Task item -> Only the lines from the one containing "I need you to find where the zigzag" through the last line of the listing are to be given again, exactly as they appear.

(Beginning of Records to process)

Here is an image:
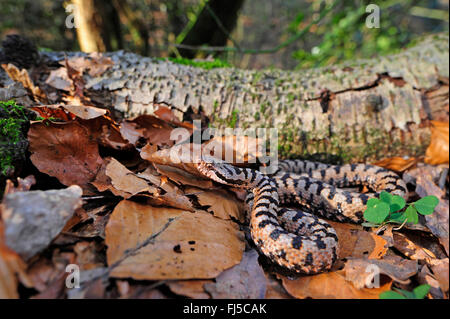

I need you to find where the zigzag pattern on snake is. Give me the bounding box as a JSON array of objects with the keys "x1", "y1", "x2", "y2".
[{"x1": 196, "y1": 158, "x2": 407, "y2": 274}]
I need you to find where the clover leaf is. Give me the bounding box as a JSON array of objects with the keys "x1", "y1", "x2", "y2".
[{"x1": 414, "y1": 195, "x2": 439, "y2": 215}]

(End of Records to process)

Answer section ->
I need you to find where the zigzag pattern on snake is. Give me the bounding box as a JSON array of objects with the keys "x1", "y1", "x2", "y2".
[{"x1": 196, "y1": 158, "x2": 407, "y2": 274}]
I need you to find where the clover leaf is. Give me the bounding box as a JSON array of objects with the keys "x1", "y1", "x2", "y2".
[{"x1": 414, "y1": 195, "x2": 439, "y2": 215}]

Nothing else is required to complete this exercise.